SHORT PROBLEM.
Please copy exactly the lines that begin with the one containing "Objective — one pin per instance of the lemon" and end with the last line of the entries.

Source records
---

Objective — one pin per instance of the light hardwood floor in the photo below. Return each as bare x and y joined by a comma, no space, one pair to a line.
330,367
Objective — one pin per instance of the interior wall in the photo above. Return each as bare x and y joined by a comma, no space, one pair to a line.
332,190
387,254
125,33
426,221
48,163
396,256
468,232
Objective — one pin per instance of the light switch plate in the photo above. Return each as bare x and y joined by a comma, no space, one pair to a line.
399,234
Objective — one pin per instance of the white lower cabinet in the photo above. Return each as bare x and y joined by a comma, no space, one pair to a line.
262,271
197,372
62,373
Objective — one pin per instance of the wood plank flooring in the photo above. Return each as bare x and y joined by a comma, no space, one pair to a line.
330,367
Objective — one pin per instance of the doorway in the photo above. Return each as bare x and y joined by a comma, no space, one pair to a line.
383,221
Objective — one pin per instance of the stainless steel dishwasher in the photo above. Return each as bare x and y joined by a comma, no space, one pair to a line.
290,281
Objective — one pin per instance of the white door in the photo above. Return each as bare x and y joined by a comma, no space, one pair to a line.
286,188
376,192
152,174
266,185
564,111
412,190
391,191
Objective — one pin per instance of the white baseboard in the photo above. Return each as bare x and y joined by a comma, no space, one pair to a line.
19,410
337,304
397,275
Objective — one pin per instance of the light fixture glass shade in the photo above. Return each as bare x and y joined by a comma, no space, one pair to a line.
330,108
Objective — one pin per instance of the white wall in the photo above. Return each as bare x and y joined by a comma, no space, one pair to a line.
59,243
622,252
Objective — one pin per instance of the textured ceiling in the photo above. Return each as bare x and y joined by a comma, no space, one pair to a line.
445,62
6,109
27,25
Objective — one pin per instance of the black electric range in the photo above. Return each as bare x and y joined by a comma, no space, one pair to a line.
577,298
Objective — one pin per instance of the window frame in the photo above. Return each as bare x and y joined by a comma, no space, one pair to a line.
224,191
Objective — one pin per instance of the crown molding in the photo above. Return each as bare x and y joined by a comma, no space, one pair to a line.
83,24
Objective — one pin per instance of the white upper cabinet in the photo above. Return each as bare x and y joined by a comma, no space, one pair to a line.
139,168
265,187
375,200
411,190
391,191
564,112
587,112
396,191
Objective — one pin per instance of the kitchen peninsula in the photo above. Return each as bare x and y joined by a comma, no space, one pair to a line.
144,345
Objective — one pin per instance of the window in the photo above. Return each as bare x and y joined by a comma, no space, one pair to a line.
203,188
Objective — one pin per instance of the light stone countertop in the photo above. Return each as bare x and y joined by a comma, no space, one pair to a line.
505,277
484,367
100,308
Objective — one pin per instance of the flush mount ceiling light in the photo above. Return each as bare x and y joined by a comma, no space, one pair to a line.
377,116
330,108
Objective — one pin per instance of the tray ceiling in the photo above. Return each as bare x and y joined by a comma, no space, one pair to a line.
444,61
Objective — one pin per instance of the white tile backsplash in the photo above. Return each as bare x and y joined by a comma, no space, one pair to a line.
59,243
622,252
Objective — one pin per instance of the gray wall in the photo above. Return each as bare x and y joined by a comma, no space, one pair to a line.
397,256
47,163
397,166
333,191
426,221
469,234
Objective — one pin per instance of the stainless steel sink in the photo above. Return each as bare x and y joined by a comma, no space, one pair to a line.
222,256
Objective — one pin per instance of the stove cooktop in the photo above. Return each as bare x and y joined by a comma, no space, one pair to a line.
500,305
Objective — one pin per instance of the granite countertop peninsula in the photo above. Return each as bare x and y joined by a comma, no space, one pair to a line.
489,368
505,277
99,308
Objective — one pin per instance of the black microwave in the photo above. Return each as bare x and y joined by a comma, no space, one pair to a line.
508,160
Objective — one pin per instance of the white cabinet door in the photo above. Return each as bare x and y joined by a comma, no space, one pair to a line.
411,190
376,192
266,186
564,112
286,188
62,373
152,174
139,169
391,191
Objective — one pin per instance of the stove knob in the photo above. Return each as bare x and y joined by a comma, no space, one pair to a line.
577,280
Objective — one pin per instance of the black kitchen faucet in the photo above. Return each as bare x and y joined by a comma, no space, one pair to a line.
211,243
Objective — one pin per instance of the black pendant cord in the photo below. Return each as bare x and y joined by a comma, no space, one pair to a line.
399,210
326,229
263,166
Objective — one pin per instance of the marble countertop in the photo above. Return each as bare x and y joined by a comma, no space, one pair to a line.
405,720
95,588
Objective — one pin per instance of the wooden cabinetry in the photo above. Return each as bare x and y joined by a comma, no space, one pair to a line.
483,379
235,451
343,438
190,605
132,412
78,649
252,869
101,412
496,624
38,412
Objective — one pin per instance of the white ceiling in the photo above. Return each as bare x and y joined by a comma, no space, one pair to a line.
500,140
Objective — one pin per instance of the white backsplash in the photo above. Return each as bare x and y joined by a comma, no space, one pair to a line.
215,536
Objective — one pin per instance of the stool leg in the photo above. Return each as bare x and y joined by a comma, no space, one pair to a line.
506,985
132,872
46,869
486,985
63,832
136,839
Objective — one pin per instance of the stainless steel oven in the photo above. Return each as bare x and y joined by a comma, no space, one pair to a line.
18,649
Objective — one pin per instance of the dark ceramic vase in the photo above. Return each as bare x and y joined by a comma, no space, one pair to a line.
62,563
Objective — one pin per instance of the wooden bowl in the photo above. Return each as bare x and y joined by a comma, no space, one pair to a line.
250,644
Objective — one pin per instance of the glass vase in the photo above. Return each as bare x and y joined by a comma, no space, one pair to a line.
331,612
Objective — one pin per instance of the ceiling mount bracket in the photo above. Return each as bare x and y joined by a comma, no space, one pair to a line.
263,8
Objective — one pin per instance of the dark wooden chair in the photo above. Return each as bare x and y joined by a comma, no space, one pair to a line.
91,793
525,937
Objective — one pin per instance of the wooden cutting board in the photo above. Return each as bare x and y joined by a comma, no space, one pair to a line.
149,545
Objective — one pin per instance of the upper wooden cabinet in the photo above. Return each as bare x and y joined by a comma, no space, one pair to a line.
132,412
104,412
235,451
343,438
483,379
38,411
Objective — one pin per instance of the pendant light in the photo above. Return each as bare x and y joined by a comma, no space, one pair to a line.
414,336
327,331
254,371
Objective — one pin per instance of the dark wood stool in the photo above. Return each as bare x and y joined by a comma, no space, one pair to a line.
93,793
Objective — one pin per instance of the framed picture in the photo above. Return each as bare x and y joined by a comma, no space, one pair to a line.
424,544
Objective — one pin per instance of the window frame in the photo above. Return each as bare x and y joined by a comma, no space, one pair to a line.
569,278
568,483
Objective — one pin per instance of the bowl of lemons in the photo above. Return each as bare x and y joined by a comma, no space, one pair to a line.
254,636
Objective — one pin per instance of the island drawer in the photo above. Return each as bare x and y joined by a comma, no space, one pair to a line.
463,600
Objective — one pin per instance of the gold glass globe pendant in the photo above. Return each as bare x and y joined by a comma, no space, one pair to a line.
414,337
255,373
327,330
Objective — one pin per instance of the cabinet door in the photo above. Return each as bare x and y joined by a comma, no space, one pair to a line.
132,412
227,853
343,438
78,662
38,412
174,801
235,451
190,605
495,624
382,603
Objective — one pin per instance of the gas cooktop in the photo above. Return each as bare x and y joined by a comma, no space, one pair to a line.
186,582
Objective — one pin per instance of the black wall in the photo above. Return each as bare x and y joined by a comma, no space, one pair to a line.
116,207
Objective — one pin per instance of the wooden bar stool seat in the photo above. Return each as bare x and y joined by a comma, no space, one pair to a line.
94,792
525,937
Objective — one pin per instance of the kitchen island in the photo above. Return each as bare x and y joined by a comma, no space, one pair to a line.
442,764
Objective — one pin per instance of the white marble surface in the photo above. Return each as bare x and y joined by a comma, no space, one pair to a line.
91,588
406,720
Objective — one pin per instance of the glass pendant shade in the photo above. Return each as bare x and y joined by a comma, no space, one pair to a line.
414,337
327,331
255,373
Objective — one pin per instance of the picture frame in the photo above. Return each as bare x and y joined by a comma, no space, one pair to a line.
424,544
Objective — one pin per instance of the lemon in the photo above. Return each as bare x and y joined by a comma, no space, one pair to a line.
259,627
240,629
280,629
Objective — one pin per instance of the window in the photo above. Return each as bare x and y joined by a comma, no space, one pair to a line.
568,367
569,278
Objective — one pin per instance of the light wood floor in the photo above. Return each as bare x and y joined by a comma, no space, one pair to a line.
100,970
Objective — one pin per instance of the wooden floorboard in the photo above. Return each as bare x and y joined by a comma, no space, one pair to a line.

---

THE ANSWER.
Objective — one pin per instance of the lemon in the photo above. Return each as bare x and y joined by a comma, no space, one pair to a line.
259,627
240,629
280,629
Objective — one pin per instance of the window in the photo above. Return each as bare x and y joined by a comma, no space, one pair to a line.
568,367
569,278
Objective — one pin per instance of the light wood floor in the photo above. Return each as bare x and y joined by a comma, no space, one pair to a line.
100,970
Objective — one pin per instance of the wooden floorboard in the photo above. Return each as bare x and y joined by a comma, no space, one pair to a line.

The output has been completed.